**EXTRACT PROVIDED**
__________________________________________________

Written by Raison Varner.
What does it mean to be “next gen”?
As I write this, the first round of excited customers are opening their new Xbox One and PS4 consoles. We’re here! The next generation is upon us! So – as follows with any console generation transition – we are all getting asked what we can do to be “next gen.”
The 8 gigabytes of memory that the new consoles offer is certainly a generous improvement over the previous generation’s 512 MB. But will that memory increase lead to an improvement in audio format quality that in and of itself would be impressive enough to declare next gen status?
The next hallmark in audio fidelity that could be considered “next gen” will likely be the abandonment of compression altogether. However, it’s unlikely that even with 8 gigabytes of memory, we will see audio memory budgets large enough to allow uncompressed audio to become the new normal. My guess is that we’ll have to wait out this generation before uncompressed audio becomes a new standard.
If that is true, then we’ll need to look to different areas to find our next gen bona fides.
Perhaps those bona fides lie within the pursuit of a true mixing AI? This has always been at the top of my list of dream projects, and if successfully done, is probably one of the single biggest tools we would have to begin to approach the quality of a film mix. But budgets being what they are, this is probably an effort beyond any but the most lavishly funded audio departments.
However, that doesn’t mean we can’t start building the foundation now!
After all, a mixing AI is a search for context; a frame to frame real-time contextual understanding of what the player is experiencing and matching that experience with resulting changes in our games. To that end, I believe that building emotional awareness will be the true hallmark of a “next gen” video game.
The games we remember best are the games that succeeded in establishing strong emotional connections with us. Titles that succeeded in that effort are the real gems of our industry and it is within those emotional connections that we will find the greatness of our art.
Music as the first battleground for context
My first forays into contextually-aware systems have always involved dynamic music systems. Not only is music one of the most easily identifiable elements of any game, it is also one of the strongest tools we have to tug on people’s emotional strings. It’s hard to think of other methods that are as universally accessible and have the same power to improve an emotional connection or evoke an emotional response as music.
The games that do dynamic music the best are the ones that are able to get away from a 1:1 relationship with basic game state changes. We are all familiar with combat music systems that are married to game state changes so literally that they become enemy telegraph systems. This level of implementation meets the minimum need for a change in tone during combat, but when a systemic music change is guaranteed, it becomes a redundant layer of messaging that impoverishes its emotional power. The player doesn’t need the musical cue to understand that they are in a fight and the utterly predictable nature of the music change ends up ruining what emotional impact it could have otherwise had.
Nuance is often treated as a luxury in game development, but without nuance, a game will never reach its true emotional potential. Without nuance, we’re left with a detached and repetitive mental exercise. While this can sometimes satisfy the needs for many projects and players alike, our most ambitious titles will have to explore greater domains than the purely intellectual.

__________________________________________________

**WORK TO COMPLETE**
1 – From the essay on next-gen game audio, extract the passage from "If that is true, then" up to and including "funded audio departments.".
2 – Write what comes next in the essay on next-gen game audio, picking up right after its last sentence.
The records come from a source unrelated to the essay on next-gen game audio.

__________________________________________________

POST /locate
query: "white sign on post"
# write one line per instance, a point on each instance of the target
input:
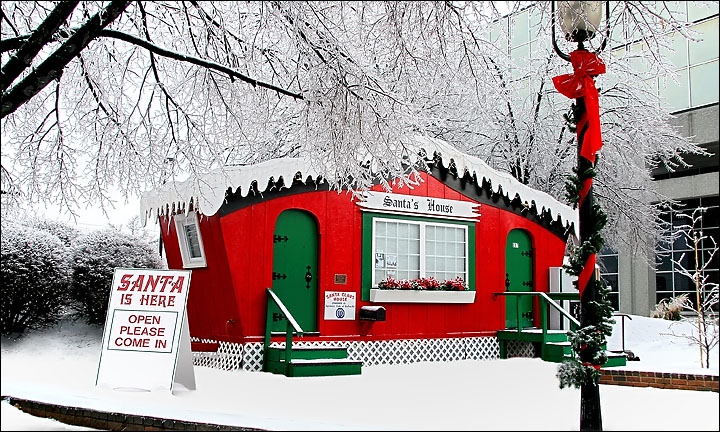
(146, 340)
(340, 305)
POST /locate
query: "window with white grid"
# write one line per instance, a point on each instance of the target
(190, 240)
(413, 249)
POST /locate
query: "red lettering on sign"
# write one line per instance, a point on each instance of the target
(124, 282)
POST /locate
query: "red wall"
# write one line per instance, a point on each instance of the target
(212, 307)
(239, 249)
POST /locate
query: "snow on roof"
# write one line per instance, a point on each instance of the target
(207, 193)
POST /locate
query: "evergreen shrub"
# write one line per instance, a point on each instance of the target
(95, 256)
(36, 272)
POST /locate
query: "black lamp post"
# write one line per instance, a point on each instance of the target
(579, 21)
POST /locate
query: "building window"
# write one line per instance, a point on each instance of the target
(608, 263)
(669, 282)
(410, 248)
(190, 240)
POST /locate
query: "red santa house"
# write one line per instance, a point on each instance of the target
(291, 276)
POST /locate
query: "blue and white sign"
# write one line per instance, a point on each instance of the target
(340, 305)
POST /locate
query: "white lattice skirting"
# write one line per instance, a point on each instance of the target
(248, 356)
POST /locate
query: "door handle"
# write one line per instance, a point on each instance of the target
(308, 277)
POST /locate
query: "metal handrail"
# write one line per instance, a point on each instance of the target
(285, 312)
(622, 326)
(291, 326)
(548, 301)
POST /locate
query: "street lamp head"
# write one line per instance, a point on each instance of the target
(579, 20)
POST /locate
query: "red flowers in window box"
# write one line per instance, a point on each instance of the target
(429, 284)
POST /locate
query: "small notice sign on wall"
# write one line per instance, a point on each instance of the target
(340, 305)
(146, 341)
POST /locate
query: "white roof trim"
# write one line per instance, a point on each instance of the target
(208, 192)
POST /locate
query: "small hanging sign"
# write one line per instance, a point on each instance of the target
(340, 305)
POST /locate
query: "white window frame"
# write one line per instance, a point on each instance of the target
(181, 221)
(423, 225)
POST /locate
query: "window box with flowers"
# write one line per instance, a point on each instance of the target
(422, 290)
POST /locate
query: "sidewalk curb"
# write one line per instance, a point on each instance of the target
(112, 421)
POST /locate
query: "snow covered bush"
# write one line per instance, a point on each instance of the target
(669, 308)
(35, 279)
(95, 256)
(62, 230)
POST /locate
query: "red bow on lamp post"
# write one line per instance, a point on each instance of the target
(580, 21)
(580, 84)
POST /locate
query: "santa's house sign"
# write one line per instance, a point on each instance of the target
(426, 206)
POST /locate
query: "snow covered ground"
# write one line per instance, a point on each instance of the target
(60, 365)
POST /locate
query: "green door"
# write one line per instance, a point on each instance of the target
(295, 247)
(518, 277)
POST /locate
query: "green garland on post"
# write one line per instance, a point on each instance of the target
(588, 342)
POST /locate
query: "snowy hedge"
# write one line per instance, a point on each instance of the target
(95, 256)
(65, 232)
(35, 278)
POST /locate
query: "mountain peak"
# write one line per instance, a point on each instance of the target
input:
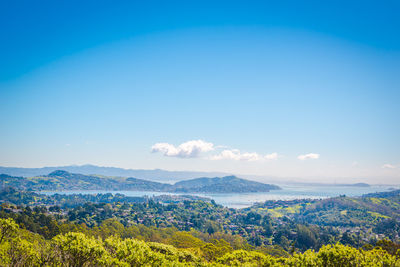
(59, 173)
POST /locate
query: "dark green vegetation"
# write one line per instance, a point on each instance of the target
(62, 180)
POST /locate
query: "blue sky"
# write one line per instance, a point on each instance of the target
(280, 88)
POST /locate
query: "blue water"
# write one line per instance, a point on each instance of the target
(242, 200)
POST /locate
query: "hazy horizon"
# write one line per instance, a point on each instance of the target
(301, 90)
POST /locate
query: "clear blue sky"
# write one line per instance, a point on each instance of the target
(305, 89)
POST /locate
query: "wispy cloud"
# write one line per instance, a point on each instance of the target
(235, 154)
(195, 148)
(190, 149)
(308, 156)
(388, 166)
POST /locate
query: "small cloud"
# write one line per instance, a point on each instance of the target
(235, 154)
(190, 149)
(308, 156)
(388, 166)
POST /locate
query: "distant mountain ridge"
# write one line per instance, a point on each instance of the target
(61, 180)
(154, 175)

__________________________________________________

**EXERCISE RESULTS**
1 –
If that is true, then we’ll need to look to different areas to find our next gen bona fides.
Perhaps those bona fides lie within the pursuit of a true mixing AI? This has always been at the top of my list of dream projects, and if successfully done, is probably one of the single biggest tools we would have to begin to approach the quality of a film mix. But budgets being what they are, this is probably an effort beyond any but the most lavishly funded audio departments.

2 –
So how do we begin to bridge that emotional gap? How do we account for all the myriad of situations that can develop unpredictably and reject the meaningless for the meaningful?
Building the Foundation of a Contextualized System
Identifying your context
- To use Borderlands 1 and 2 as an example, I tried to approach the problem of redundant combat music by focusing on the context of the player and the level of intensity they were experiencing at any given moment. For other games, this could be any subjective value or critical theme that makes the game unique. For Borderlands, the quality that seemed most important to key off of was intensity.
- Developing a system that was aware of when the player felt the game was most intense necessitated a way to reject the meaningless and unimportant fights for the more challenging and meaningful engagements.
- In order to get that balance right, a lot of different variables needed to be tracked and interpreted. As those variables became identified, edge cases emerged that needed to be tamed with additional controls and constraints.
- In Borderlands, this resulted in an experience where players that are over-leveled and unchallenged will generally not hear combat music until they reach a point in the game at which power levels between the player and enemies begin to even out and the player is once again introduced to threatening situations.
Establishing a Context Pool
- Making a determination about context first requires that the system be capable of recording multiple key values over time and distilling these values down to a single variable. I’ll refer to this single variable as our “context pool.” By monitoring a context pool over time, we can establish a delta which informs us about the rate of change in key values. Once we understand the rate of change, we can then use that delta to form some conclusions about the behavior of the context pool.
- In other words, you can use the rate of change to understand sudden spikes of the context pool vs slower increases over time. This opens up possibilities of reacting differently to slow vs. fast changes in your key values, providing some differentiation we would have lacked without the delta.
- To give another Borderlands example where I was focused on intensity…
- Three new monsters spawning and then attacking the player over 20 seconds is a very slow ramp up in intensity (or possibly none at all).
- Three new monsters spawning and then attacking the player over 3 seconds is a much more aggressive ramp up in intensity.
- If I were only keying into the state change from [no combat] -> [combat], these two situations would appear to be identical scenarios – but they are actually quite different situations and are best served with different approaches.
An Alternative to Using the Delta
- If the rate of change itself becomes a problematic control for the context pool, another way to approach interpretation of your key values is to consider your context pool to be an upwards pressure on the system. If a constant downward pressure is then applied that operates at a fixed rate, you can use that downward pressure to institute a control against a slow increase in the context pool. For Borderlands, this approach became ideal for us because we wanted to generally ignore ramps in intensity over long periods of time.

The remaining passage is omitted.